• _RECORDED DATA_
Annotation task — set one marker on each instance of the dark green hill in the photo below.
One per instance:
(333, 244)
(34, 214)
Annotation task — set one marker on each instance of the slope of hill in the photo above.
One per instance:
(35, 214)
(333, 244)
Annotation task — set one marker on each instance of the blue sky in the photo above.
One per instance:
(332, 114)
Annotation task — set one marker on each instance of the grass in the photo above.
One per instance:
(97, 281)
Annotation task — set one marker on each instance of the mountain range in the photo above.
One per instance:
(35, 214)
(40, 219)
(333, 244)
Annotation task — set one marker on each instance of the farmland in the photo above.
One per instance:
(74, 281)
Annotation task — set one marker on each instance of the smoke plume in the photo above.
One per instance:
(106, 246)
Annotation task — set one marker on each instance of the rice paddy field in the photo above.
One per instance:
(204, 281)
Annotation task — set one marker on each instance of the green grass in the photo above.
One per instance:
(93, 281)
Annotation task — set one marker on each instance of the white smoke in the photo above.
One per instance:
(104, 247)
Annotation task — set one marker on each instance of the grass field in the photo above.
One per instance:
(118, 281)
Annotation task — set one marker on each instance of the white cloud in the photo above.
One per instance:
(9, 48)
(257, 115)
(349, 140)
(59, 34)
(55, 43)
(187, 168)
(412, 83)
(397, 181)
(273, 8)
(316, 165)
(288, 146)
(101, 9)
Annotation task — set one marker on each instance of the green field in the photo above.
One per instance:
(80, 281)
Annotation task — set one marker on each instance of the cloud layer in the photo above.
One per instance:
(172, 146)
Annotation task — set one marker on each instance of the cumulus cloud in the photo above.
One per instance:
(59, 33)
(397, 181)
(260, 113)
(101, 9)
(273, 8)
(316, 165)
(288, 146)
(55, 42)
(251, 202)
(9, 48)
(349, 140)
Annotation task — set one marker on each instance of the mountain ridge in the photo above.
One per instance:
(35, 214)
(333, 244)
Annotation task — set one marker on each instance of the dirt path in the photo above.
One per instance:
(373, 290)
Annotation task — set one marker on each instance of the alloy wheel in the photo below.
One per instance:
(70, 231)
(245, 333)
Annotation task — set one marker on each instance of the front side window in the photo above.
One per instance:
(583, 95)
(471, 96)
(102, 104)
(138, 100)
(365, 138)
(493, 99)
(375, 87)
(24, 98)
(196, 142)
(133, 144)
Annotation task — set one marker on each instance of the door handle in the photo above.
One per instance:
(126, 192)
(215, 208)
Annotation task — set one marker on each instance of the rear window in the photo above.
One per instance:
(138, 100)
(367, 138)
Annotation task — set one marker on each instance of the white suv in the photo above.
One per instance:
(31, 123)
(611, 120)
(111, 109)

• _TRY IT_
All lines from the one holding "handle in the photo above." through the end of the entries need to be given again exactly. Leave out the others.

• _ANSWER BOX_
Annotation task — set one marker on each instance of the door handle in the photo above.
One per instance:
(126, 192)
(215, 208)
Annotation task — set one marker on each instance of the rear window in the photo above.
One per instance:
(138, 100)
(367, 138)
Annotation task — set one marker on each instance of the white suv in the photo above.
One per instance:
(31, 123)
(611, 120)
(111, 109)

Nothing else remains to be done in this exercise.